**BRIEF**
Could you give back exactly the lines below from the one with "Target: jersey neckline" through the one with "Target: weathered wooden plank", without a single picture?

**Records from a data collection**
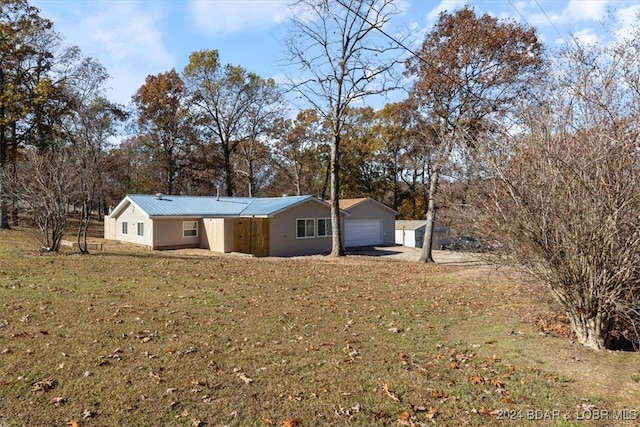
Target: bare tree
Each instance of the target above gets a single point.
(342, 58)
(470, 71)
(564, 202)
(48, 192)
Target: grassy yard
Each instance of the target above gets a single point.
(126, 337)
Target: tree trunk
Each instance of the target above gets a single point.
(336, 243)
(425, 254)
(591, 330)
(228, 179)
(4, 217)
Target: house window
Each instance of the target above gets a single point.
(306, 227)
(190, 229)
(324, 227)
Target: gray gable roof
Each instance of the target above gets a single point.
(205, 206)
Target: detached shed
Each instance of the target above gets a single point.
(276, 226)
(411, 233)
(370, 223)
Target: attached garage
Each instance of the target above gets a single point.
(370, 223)
(363, 232)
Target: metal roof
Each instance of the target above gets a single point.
(205, 206)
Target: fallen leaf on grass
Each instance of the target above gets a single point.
(156, 376)
(245, 378)
(46, 385)
(392, 396)
(438, 395)
(476, 379)
(377, 415)
(404, 419)
(431, 413)
(195, 381)
(88, 414)
(290, 422)
(484, 411)
(58, 400)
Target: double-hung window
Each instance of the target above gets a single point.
(190, 229)
(305, 228)
(324, 227)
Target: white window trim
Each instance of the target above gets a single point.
(305, 228)
(189, 229)
(327, 221)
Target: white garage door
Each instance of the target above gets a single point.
(363, 232)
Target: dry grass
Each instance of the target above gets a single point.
(129, 337)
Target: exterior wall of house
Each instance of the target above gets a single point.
(109, 228)
(414, 237)
(283, 231)
(133, 216)
(217, 234)
(370, 210)
(408, 238)
(168, 233)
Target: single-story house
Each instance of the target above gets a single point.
(276, 226)
(370, 223)
(411, 233)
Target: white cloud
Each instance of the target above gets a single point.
(225, 17)
(124, 36)
(627, 22)
(445, 5)
(576, 11)
(586, 37)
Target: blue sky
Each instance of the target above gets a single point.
(135, 38)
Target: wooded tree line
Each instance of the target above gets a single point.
(536, 152)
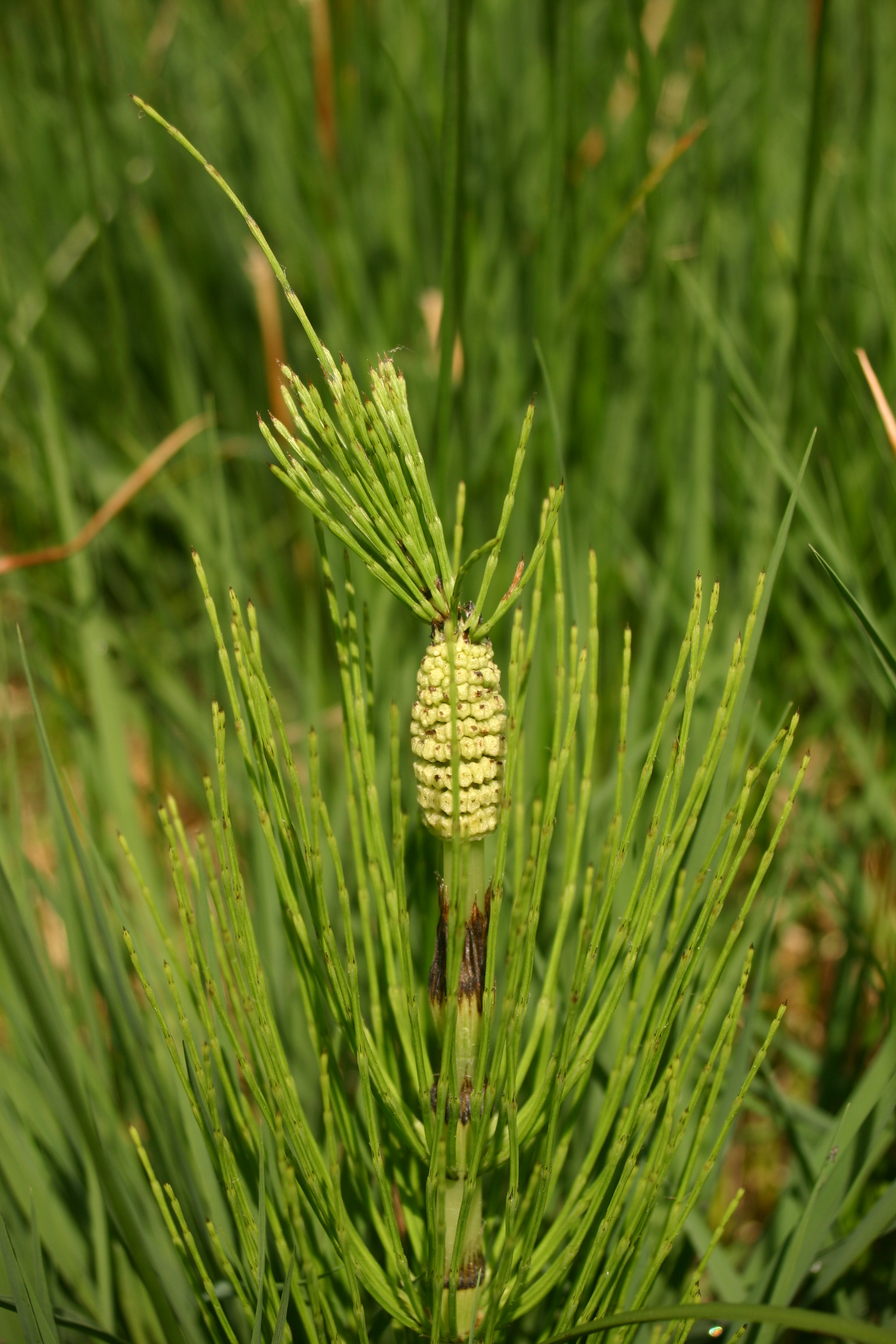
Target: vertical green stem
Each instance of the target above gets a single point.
(464, 1256)
(453, 142)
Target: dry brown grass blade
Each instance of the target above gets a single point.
(880, 401)
(122, 497)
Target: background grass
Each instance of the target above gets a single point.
(680, 354)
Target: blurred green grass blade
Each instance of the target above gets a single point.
(715, 808)
(835, 1159)
(882, 648)
(62, 1054)
(876, 1222)
(70, 1323)
(739, 1313)
(280, 1326)
(42, 1292)
(24, 1306)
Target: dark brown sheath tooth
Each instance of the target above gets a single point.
(471, 1273)
(464, 1100)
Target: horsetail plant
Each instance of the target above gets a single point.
(547, 1167)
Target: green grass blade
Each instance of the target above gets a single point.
(739, 1313)
(879, 643)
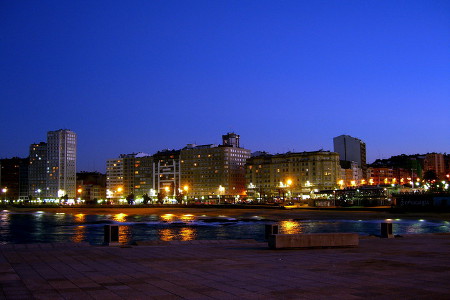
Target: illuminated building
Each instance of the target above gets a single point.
(166, 172)
(114, 178)
(61, 169)
(293, 174)
(14, 178)
(351, 149)
(435, 162)
(215, 170)
(37, 171)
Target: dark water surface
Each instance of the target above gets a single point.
(41, 227)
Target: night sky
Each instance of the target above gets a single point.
(132, 76)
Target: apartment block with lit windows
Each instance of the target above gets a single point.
(167, 172)
(37, 171)
(61, 156)
(114, 178)
(293, 174)
(214, 170)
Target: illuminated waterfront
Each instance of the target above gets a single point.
(44, 227)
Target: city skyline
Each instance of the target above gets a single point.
(285, 76)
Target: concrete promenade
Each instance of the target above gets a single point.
(412, 267)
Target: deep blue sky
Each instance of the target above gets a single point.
(131, 76)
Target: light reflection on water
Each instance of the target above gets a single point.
(42, 227)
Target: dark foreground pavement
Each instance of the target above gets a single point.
(412, 267)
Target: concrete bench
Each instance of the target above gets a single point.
(311, 240)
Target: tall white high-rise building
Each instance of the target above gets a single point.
(61, 169)
(351, 149)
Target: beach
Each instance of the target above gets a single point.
(266, 213)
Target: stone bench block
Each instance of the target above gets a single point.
(311, 240)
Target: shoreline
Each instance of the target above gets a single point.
(266, 213)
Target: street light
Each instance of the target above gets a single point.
(221, 190)
(186, 190)
(4, 190)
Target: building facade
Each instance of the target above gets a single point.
(167, 173)
(351, 149)
(14, 178)
(215, 171)
(61, 156)
(91, 186)
(114, 178)
(292, 175)
(37, 171)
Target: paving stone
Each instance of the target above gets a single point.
(413, 267)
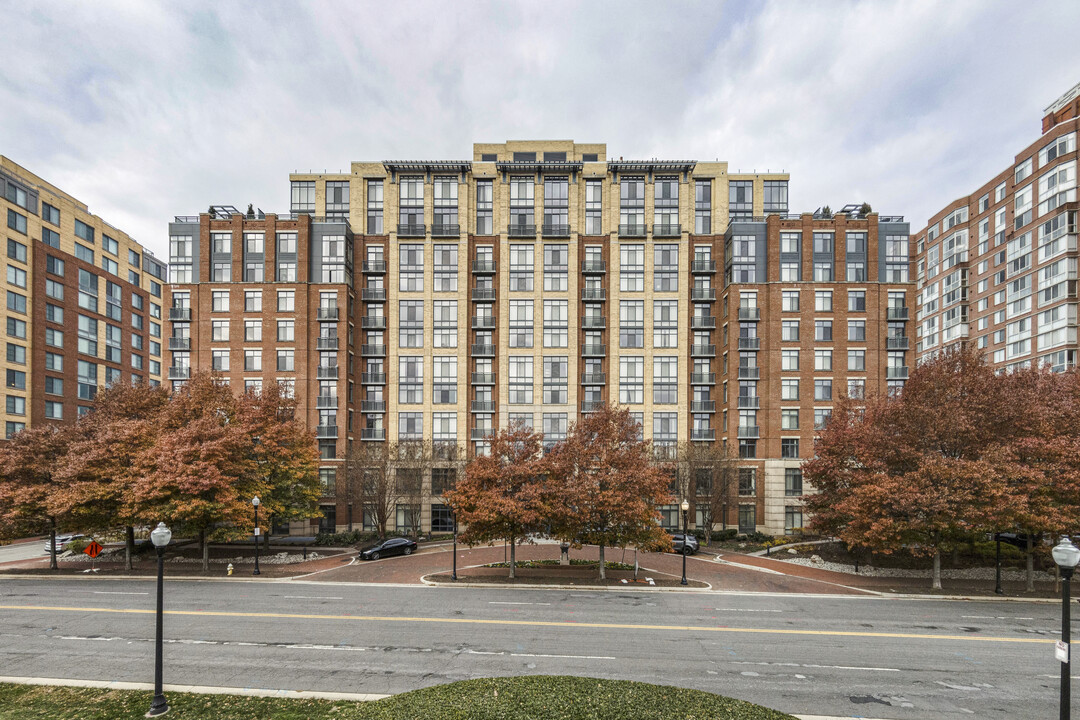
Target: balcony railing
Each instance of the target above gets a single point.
(750, 313)
(373, 295)
(593, 294)
(409, 230)
(522, 231)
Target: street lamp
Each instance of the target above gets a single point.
(1066, 555)
(160, 538)
(686, 540)
(255, 503)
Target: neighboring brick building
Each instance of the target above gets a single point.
(532, 282)
(83, 303)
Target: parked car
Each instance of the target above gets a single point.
(388, 547)
(62, 543)
(687, 544)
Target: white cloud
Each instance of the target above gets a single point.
(145, 110)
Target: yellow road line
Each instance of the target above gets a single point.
(529, 623)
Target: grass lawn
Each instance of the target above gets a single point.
(535, 697)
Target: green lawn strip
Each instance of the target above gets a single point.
(534, 697)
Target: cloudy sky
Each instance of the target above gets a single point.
(145, 110)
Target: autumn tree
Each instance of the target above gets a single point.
(603, 489)
(501, 494)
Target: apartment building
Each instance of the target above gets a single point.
(535, 282)
(83, 303)
(998, 268)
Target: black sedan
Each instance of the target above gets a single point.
(388, 547)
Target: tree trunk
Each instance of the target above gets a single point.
(129, 546)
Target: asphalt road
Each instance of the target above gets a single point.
(850, 656)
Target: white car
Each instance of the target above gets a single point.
(62, 543)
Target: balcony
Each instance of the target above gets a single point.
(522, 231)
(750, 313)
(705, 294)
(409, 230)
(447, 230)
(895, 313)
(593, 294)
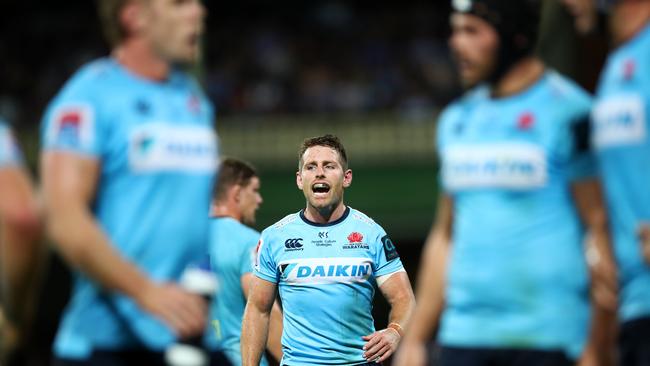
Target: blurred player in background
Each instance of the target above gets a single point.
(236, 198)
(327, 260)
(503, 279)
(129, 155)
(20, 255)
(621, 121)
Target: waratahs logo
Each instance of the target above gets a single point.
(355, 241)
(326, 270)
(462, 5)
(355, 237)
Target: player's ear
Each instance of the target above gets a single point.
(299, 180)
(235, 192)
(347, 178)
(132, 17)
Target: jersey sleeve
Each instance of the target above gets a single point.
(247, 260)
(9, 152)
(386, 259)
(72, 121)
(265, 266)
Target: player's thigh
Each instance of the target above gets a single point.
(464, 356)
(532, 357)
(116, 358)
(634, 343)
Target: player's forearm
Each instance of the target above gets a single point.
(274, 341)
(84, 246)
(20, 232)
(255, 326)
(430, 289)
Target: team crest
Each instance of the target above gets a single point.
(72, 126)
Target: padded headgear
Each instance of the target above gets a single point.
(516, 22)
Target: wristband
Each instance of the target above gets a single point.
(398, 328)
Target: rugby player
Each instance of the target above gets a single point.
(235, 201)
(504, 279)
(327, 260)
(620, 123)
(129, 156)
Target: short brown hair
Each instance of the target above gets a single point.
(326, 140)
(232, 172)
(109, 15)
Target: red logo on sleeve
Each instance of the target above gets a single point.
(355, 237)
(526, 121)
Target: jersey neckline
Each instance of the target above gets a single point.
(337, 221)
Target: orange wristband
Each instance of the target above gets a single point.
(397, 328)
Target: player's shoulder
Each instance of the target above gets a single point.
(89, 74)
(468, 100)
(359, 218)
(87, 81)
(567, 90)
(280, 225)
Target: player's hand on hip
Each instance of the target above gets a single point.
(604, 277)
(380, 345)
(643, 233)
(411, 353)
(182, 311)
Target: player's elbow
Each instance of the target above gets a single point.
(24, 221)
(63, 230)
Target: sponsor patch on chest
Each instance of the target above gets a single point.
(319, 271)
(162, 147)
(503, 165)
(619, 121)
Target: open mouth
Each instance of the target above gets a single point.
(320, 188)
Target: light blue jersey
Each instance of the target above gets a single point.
(9, 152)
(327, 278)
(621, 121)
(157, 152)
(232, 250)
(517, 276)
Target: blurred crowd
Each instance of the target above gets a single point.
(259, 58)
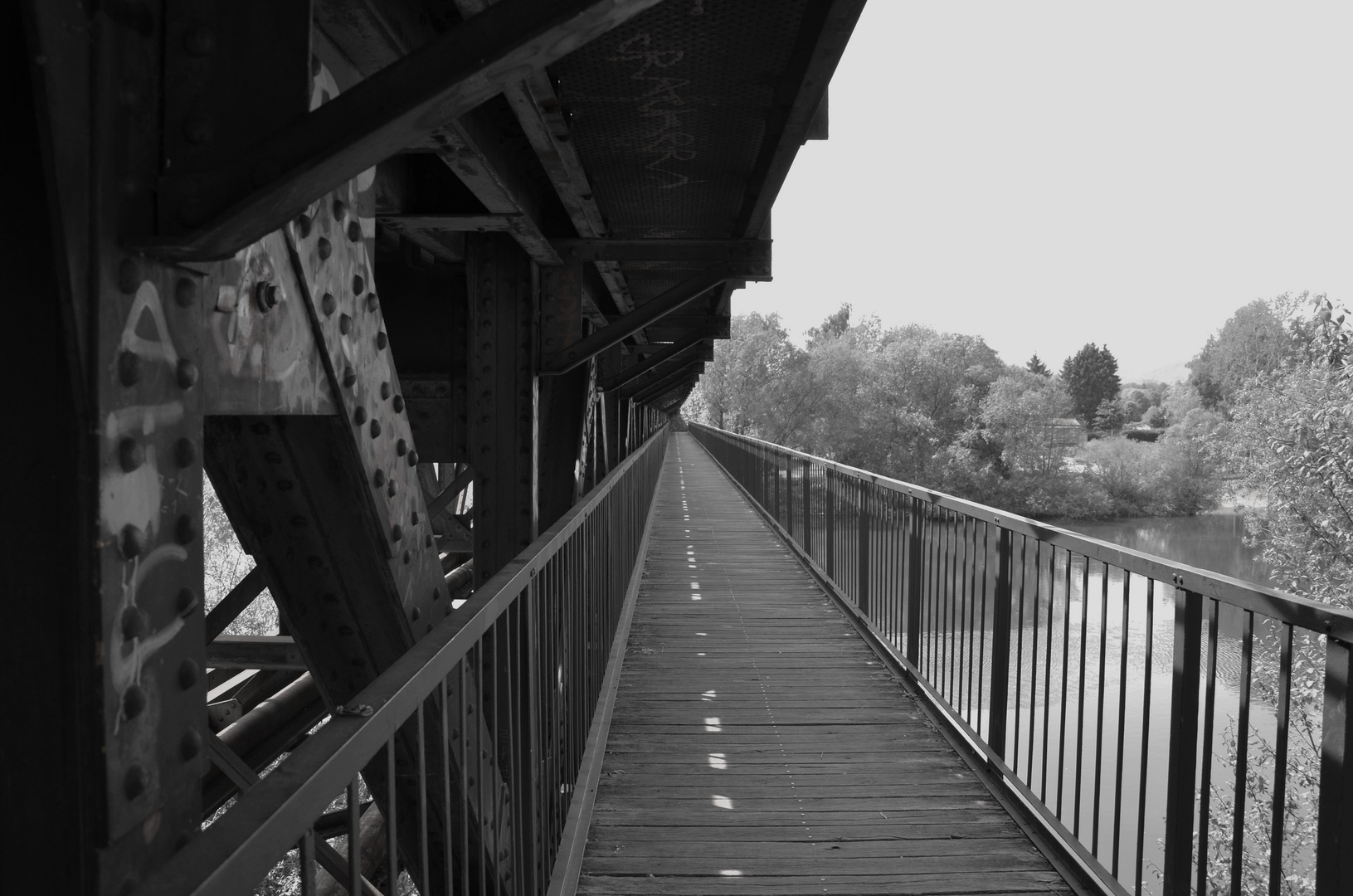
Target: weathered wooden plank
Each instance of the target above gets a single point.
(757, 742)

**WRITTEN ANSWER**
Target: jersey neckline
Each instance of the target above gets a single point.
(337, 221)
Target: orange wristband
Each instance of the target above gets a single point.
(397, 328)
Target: player's shoulder
Each instance of the target above gets a single point.
(89, 74)
(468, 100)
(359, 218)
(87, 81)
(567, 90)
(280, 225)
Target: player's hand on hip
Each instance of the target above gets a single point.
(604, 277)
(380, 345)
(643, 233)
(411, 353)
(182, 311)
Target: player's elbow
Each instance of the target above gets a single point.
(24, 221)
(63, 230)
Target: sponsor patch on chest
Each instance of the target above gets a single point.
(319, 271)
(162, 147)
(503, 165)
(619, 121)
Target: open mouth
Each instance of the target above gets a single point.
(320, 188)
Target: light blue jersey
Each instance of the target above gets a single point.
(9, 152)
(327, 278)
(621, 121)
(157, 152)
(232, 250)
(517, 276)
Target: blurred crowd
Each instance of the target above gets a single point.
(259, 58)
Target: weathered wooden plank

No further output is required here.